• SEITENAUSZUG:
——————

Re: Ost-Kanada/USA - Plan und Wirklichkeit 2019

von: Britta

Re: Ost-Kanada/USA - Plan und Wirklichkeit 2019 - 14.12.19 11:56

Tag 20: Syracuse - Schleuse 20 92 km
Beim Frühstück merken wir schnell wieder, was uns an diesem Land so missfällt. Es gibt lauter fettigen Süßkram – Pfannkuchen, Waffeln, Muffins und wieder mal alles auf Papptellern mit Einwegbesteck. Die Mülleimer quellen schon nach kurzer Zeit über.
Auch die Strecke aus Syracuse raus ist nicht wirklich schön. Den Erie-Canal Trail haben wir irgendwie verloren und brauchen eine ganze Weile, bis wir wieder am Kanal sind. Dort angekommen geht es aber wieder bei Sonnenschein und auf schönstem Flussradweg weiter.



Für einen kurzen Schreckmoment sorgt dieser Kandidat hier, der einem vorbeigehenden Spaziergänger blitzschnell fast ins Bein schnappt.


…schaut auch ganz grimmig….

Der Weg bleibt jetzt aber wieder lieblich, bei Sonnenschein am alten Kanal entlang. Wir passieren ein kleines Freilichtmuseum, in dem man sich über die Geschichte des Kanals informieren kann.




…schaut wesentlich freundlicher als sein gepanzerter Kollege….

Heute ist die Wegführung etwas abwechslungsreicher – Kanalweg, Straße und Waldwege wechseln sich in schöner Regelmäßigkeit ab.






…was soll man dazu sagen….



Vorsicht ist dennoch immer geboten. Auch wenn sich in Amerika doch zahlreiche Warn- und Verbotsschilder finden – manchmal muss auch ein Autoreifen reichen.



Wir steuern Schleuse 20 für die Nachtruhe an und stolpern kurz vorher noch über diese entzückende Einrichtung – eine Hundewaschanlage.





Die Schleuse haben wir für uns alleine. Es gibt Grillplätze und Sitzgruppen, nur die Sanitärgebäude für Radfahrer sind leider schon geschlossen. Für Notfälle ist aber immerhin noch ein Dixi-Klo vorhanden.



Tag 21: Schleuse 20 – Schleuse 12 107 km
Da die Schleuse in Nähe einer größeren Ortschaft liegt, machen wir uns am nächsten Morgen auf die Suche nach einem Café, um ein kleines zweites Frühstück einzunehmen.
Es besteht die Wahl zwischen Donuts, Donuts, Pizza, Burger, Donuts...





Wie zuvor auch schon reihen sich an den Ortseinfahrten die Fast Food Restaurants nur so aneinander. Uns kommt der Mampf langsam aus den Ohren raus.
Für eine ganze Weile verläuft der Radweg jetzt über Landstraßen und Städte. Zum Teil wird er sogar über autobahnähnliche Schnellstraßen geführt. Die verlassen wir gleich an der nächsten Abfahrt wieder und schlagen uns parallel dazu durch, das ist dann doch nicht wirklich spaßig.
Auch als es dann später wieder auf einem separaten Radweg weitergeht, bleibt der Wegverlauf eintönig und wenig spannend, noch dazu immer direkt parallel zur Autobahn. Dieser Abschnitt heute ist nicht wirklich ein Höhepunkt.

——————

(Datensätze)
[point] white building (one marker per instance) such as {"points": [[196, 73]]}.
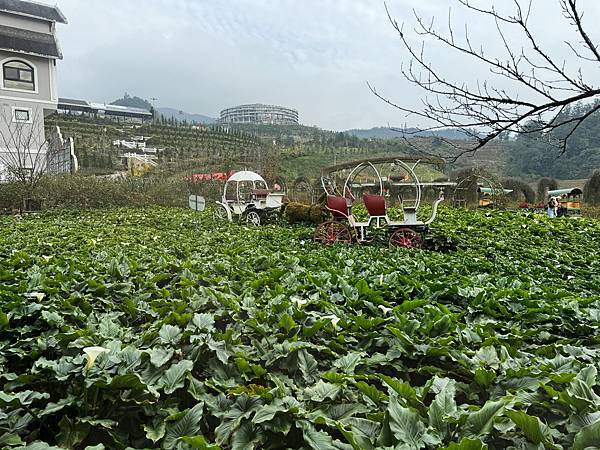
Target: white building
{"points": [[28, 82]]}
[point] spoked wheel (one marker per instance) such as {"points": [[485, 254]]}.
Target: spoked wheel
{"points": [[220, 213], [407, 238], [333, 232], [252, 218]]}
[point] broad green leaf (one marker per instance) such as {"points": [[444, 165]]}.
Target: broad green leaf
{"points": [[321, 391], [189, 425], [588, 437], [204, 321], [480, 422], [71, 433], [308, 365], [287, 323], [174, 376], [199, 443], [488, 357], [169, 335], [348, 362], [316, 440], [160, 355], [406, 425], [467, 444], [529, 425], [155, 434], [443, 407], [371, 391]]}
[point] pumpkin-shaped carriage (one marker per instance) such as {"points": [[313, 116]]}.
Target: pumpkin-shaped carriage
{"points": [[344, 227]]}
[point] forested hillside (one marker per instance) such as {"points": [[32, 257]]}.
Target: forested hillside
{"points": [[540, 155]]}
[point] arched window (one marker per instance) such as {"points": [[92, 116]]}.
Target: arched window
{"points": [[18, 75]]}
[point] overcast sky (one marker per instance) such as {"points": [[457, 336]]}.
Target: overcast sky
{"points": [[202, 56]]}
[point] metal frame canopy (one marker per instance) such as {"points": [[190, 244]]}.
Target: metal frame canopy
{"points": [[571, 192], [245, 175], [440, 162]]}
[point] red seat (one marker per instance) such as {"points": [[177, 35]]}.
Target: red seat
{"points": [[260, 193], [375, 204], [338, 206]]}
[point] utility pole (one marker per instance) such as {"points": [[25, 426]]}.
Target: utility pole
{"points": [[153, 109]]}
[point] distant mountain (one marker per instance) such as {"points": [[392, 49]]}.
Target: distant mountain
{"points": [[132, 102], [389, 133], [180, 116]]}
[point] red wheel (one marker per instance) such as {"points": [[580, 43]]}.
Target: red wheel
{"points": [[333, 232], [407, 238]]}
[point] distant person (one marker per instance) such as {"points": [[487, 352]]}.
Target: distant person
{"points": [[552, 207]]}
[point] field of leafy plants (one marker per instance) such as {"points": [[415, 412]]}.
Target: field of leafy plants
{"points": [[161, 328]]}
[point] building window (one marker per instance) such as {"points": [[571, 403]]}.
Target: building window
{"points": [[22, 115], [18, 75]]}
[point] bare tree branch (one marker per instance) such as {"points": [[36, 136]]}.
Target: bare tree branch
{"points": [[485, 110]]}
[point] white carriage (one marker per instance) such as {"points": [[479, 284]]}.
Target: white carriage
{"points": [[247, 197]]}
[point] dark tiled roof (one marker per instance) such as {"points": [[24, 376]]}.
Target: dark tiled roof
{"points": [[31, 42], [69, 101], [32, 9]]}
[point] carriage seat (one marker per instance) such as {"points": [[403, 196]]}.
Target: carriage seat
{"points": [[338, 206], [260, 194], [375, 204]]}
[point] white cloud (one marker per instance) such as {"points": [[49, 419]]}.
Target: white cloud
{"points": [[314, 55]]}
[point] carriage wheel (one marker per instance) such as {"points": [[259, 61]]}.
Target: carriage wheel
{"points": [[252, 218], [333, 232], [220, 213], [407, 238]]}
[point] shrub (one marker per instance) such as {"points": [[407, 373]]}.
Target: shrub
{"points": [[76, 191], [591, 189], [520, 190], [545, 185]]}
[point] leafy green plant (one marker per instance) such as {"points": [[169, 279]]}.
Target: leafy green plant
{"points": [[161, 328]]}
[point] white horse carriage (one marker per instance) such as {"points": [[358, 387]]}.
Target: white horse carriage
{"points": [[247, 197]]}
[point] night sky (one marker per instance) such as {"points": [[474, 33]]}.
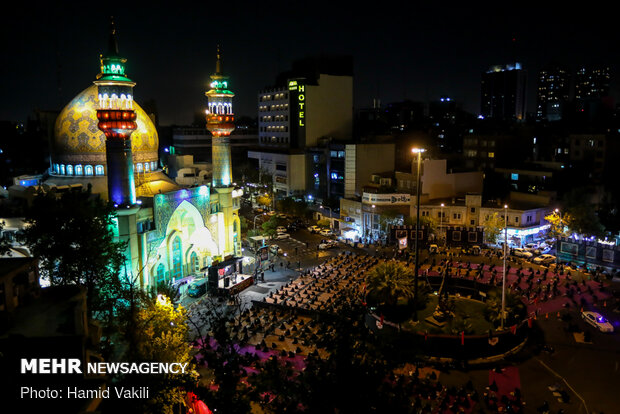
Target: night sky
{"points": [[401, 50]]}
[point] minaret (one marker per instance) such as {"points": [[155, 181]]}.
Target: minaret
{"points": [[220, 122], [117, 120]]}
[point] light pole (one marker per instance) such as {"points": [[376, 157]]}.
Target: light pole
{"points": [[330, 215], [418, 151], [441, 224], [557, 237], [504, 272], [255, 217]]}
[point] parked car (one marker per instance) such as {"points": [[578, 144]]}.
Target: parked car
{"points": [[519, 252], [282, 236], [197, 288], [598, 321], [544, 259]]}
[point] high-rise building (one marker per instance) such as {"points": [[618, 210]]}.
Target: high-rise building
{"points": [[553, 93], [308, 109], [592, 83], [504, 93]]}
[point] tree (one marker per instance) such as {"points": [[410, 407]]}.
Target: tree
{"points": [[72, 237], [580, 215], [390, 281], [264, 200], [514, 307], [493, 226], [5, 245], [557, 224], [160, 335]]}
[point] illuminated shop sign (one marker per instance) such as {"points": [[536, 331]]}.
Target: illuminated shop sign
{"points": [[386, 198], [301, 98]]}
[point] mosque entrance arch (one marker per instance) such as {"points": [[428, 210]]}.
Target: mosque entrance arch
{"points": [[188, 242], [177, 258]]}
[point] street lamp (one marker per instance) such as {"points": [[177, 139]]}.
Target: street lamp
{"points": [[557, 236], [441, 224], [330, 215], [418, 151], [255, 217], [504, 272]]}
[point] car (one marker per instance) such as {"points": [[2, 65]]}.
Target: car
{"points": [[328, 244], [519, 252], [197, 288], [544, 259], [598, 321], [275, 249]]}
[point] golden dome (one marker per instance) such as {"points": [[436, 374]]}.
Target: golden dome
{"points": [[78, 140]]}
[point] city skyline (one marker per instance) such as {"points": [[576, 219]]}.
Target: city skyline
{"points": [[398, 53]]}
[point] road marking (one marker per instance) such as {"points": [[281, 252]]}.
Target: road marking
{"points": [[565, 382]]}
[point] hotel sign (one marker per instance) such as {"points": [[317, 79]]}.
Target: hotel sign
{"points": [[386, 199], [297, 100]]}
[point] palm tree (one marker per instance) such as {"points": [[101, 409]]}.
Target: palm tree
{"points": [[390, 281]]}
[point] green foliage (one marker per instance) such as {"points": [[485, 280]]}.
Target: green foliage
{"points": [[579, 215], [269, 227], [460, 324], [389, 281], [493, 226], [72, 238], [160, 334], [514, 307]]}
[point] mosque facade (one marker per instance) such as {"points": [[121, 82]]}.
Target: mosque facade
{"points": [[171, 231]]}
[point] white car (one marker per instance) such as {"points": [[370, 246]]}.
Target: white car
{"points": [[598, 321], [519, 252], [544, 259]]}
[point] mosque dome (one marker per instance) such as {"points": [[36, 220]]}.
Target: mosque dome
{"points": [[78, 148]]}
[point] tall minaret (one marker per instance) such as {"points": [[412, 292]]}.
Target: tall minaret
{"points": [[220, 122], [117, 120]]}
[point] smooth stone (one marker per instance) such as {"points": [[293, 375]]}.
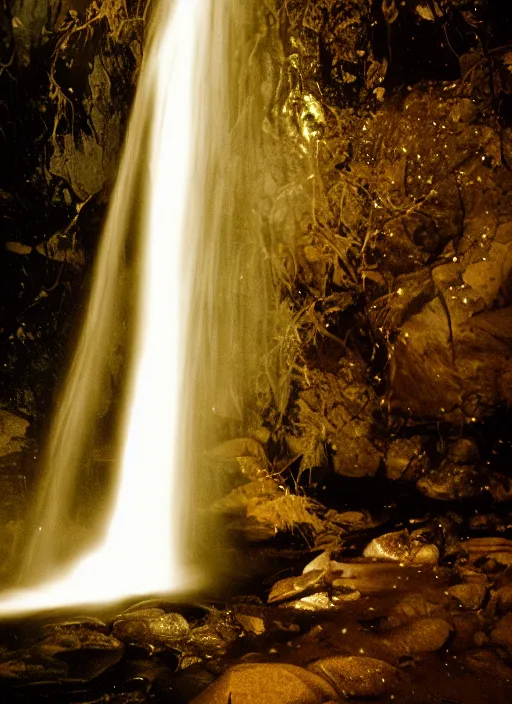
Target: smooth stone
{"points": [[356, 676], [502, 633], [251, 624], [391, 546], [426, 635], [254, 683], [469, 596], [151, 626], [503, 599], [426, 555], [295, 586], [410, 608], [406, 459]]}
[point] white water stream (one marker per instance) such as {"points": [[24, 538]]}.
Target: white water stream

——————

• ZIEL 1: Suche in den Datensätzen jede Zeile, die die Zeichenfolge „utility“ enthält, und gib diese Zeilen wieder. Groß- und Kleinschreibung sind dabei zu beachten.
• ZIEL 2: Führe den Reisebericht über die Radtour am Erie-Kanal nach seinem letzten Satz weiter.
Der Reisebericht und die Datensätze sind voneinander unabhängiges Material.

• LÖSUNG 1:
[point] utility pole (one marker per instance) such as {"points": [[25, 426]]}.
Target: utility pole

• LÖSUNG 2:
Einzig für Unterhaltung sorgen Situationen wie diese:



Ein Mc Donalds drive thru – mit langer Warteschlange außen. Der Laden drinnen ist gähnend leer. Würden die Herrschaften sich aus dem Auto bequemen und zu Fuß ihren Hamburger abholen, wären sie in 3 Minuten fertig. So stehen sie lieber eine viertel Stunde mit laufendem Motor in der Warteschlange.
Ich lese während des Urlaubs gerade das Buch „Streiflichter aus Amerika“ von Bill Bryson. Es ist verrückt - immer wieder denke ich mir „jetzt übertreibt er aber“ - und erlebe dann gleich am nächsten Tag die beschriebene Situation. Auch diese Mc-Donalds Szene ist darin beschrieben. Das Buch kann ich nur empfehlen, es gibt wirklich ein sehr treffendes Bild dieses Landes wieder. schmunzel

Es gibt aber auch einige schöne Abschnitte am heutigen Tag, und immer mal wieder finden sich Versorgungsmöglichkeiten für Radler.





Immerhin, die letzten Kilometer zur nächsten Schleuse sind frisch geteert und so rollen wir geschwind die letzten Meter, um gerade so bei Einbruch der Dunkelheit unser Zelt aufzustellen.





Tag 22: Schleuse 12 – Albany 85 km
Letzte Nacht im Zelt – wir schlafen nochmal selig und rollen gegen 9:00 wieder los.



Heute ist der Weg wieder deutlich attraktiver als gestern. Es geht auf schönen Radwegen durchs Grüne und es gibt zahlreiche Informationstafeln und alte Rudimente des Kanals, die über die Geschichte hier in der Gegend erzählen.





Und auch wenn wir ja gleich in unserer ersten Nacht der Tour recht intensiven Kontakt mit den nordamerikanischen Güterzügen hatten – die Massen, die hier bewegt werden beeindrucken uns bei jedem Zug den wir sehen immer wieder.



Langsam nähern wir uns Albany. Wir passieren das kleine, durchaus nette Städtchen Schenectady, offensichtlich ein Forschungsstandort mehrerer Großunternehmen. Hier sehen wir dann das erste Mal auch Radler, die etwas sportlicher unterwegs sind und hier ihre Nachmittagsrunde auf dem Erie-Kanalweg fahren.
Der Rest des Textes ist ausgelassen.